### [Source excerpt]
▬▬▬▬▬▬

CHAPEL HILL -- Most music business types of a certain generation bristle at the mention of online piracy. Ken Weiss, however, doesn't have a problem with it.
"My mission is not to stop people from stealing," says Weiss, a music publisher for more than 40 years, "but to encourage them to do more of it."
Weiss, 62, co-teaches an arts entrepreneurship class at UNC-Chapel Hill nowadays, and he's done a little of everything in the business. But mostly he has worked in publishing - getting songs recorded and/or used in movies, commercials and so forth. And that gives him a perspective that is somewhat unusual.
"If only more people would take my songs without paying for them, I know what value that can create," Weiss says. "The more pervasive my music is, the more opportunity there is for ancillary uses. So my job with a song is to make it more pervasive. I'd rather 2 million people steal it than 50,000 buy it, any day of the week."
Over the past four decades, Weiss has worked with some of the biggest names in popular music. His house sports a wall of gold and platinum records, mostly for '70s-vintage superstars such as Crosby Stills & Nash, Firefall and Fleetwood Mac.
"When I first started, I wanted just one gold record," he says. "I figured if I'd get one, that would be it. And I've got 20, so it worked out."
Weiss broke into the business with Warner Music Publishing in New York in the late 1960s. It was a time of transition in how the business worked. The old-school way was for writers to write and singers to sing, with publishers acting as the middlemen who connected them.
"The great stars of the '30s, '40s and '50s did not write their own songs," Weiss says. "Then in the '60s, artists started writing their own stuff. I remember someone at Warner coming to me in about 1969 to say they were working on a music book for 'some guitar player named Hendrix.' I said he must mean Jimi, and the guy said, 'Yeah, whatever, I don't know much about his stuff.'
"I was astounded. The people managing the publishing industry were disconnected from what was happening right in front of them."
His own man
After a move to Los Angeles, Weiss left Warner to strike out on his own. He got close to Chris Hillman of The Byrds and Flying Burrito Brothers, which led him to Stephen Stills of Crosby Stills & Nash. Weiss signed Stills to his newly formed publishing company, Gold Hill Music, named after the Colorado town where Stills lived.

▬▬▬▬▬▬

### [Supplied material]
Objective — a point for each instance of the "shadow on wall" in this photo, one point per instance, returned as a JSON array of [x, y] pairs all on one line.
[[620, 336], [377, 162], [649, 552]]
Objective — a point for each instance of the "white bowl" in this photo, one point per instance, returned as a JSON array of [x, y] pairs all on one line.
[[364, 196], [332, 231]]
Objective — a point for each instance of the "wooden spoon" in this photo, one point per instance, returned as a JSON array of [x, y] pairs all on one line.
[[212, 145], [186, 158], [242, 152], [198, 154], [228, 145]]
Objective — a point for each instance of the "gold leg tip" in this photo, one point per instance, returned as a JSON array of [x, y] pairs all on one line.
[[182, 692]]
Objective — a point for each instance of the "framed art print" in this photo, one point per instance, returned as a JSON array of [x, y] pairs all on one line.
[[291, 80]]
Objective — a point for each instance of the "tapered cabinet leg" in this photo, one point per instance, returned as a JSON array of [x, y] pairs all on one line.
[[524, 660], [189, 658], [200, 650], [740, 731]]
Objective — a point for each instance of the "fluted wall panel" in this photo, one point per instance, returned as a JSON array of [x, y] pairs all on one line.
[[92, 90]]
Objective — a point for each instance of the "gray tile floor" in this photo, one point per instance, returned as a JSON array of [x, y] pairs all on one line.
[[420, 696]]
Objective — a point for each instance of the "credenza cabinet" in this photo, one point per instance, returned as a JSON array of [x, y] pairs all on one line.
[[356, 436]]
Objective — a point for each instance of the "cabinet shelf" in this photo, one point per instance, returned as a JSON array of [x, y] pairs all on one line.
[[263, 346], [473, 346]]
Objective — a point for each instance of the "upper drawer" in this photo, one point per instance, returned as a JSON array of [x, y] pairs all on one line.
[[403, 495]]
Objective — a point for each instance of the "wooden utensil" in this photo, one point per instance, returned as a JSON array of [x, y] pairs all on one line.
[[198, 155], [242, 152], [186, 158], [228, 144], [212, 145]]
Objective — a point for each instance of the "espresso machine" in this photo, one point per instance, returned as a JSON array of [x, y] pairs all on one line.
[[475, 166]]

▬▬▬▬▬▬

### [Set problem 1]
According to the article on music publisher Ken Weiss, what was his company Gold Hill Music named after?
### [Set problem 2]
Write the next few paragraphs of the article on music publisher Ken Weiss, picking up after its final sentence.
The data are separate material with no connection to the article on music publisher Ken Weiss.

### [Task answer 1]
The Colorado town where Stephen Stills lived.

### [Task answer 2]
Between Stills' solo hits like "Love the One You're With" and Crosby Stills & Nash's popularity, Gold Hill was a gold mine.
The franchise grew more valuable when Weiss signed Hillman's old Flying Burrito Brothers bandmate Rick Roberts, who went on to have huge hits with Firefall - "You Are the Woman," "Strange Way," "Just Remember I Love You" and other staples of '70s soft-rock radio. Weiss also served as Stills' manager for a time, which he admits "had its challenging moments."
But it had moments when Weiss exercised some creative input, too, especially when Crosby Stills & Nash were working on an early-'80s comeback album. Another Gold Hill client, the Curtis Brothers, had written a song called "Seven League Boots." Weiss liked the song but thought the lyrics could use work. So he took it to Stills and suggested he rewrite it.
Stills wrote new lyrics for the song, rechristened "Southern Cross," which was the centerpiece to the 1982 album "Daylight Again." Though not their biggest hit, "Southern Cross" remains one of Crosby Stills & Nash's more enduring songs. When the group played Cary in September, Stills introduced "Southern Cross" by giving Weiss an onstage shout-out for his role in bringing it to life.
"[David] Crosby told me that song bought them another 20 years," Weiss says. "It certainly bought me close to that many. That's an example of what publishing can be, culling great songs out of the air - or out of existing material that needs a facelift."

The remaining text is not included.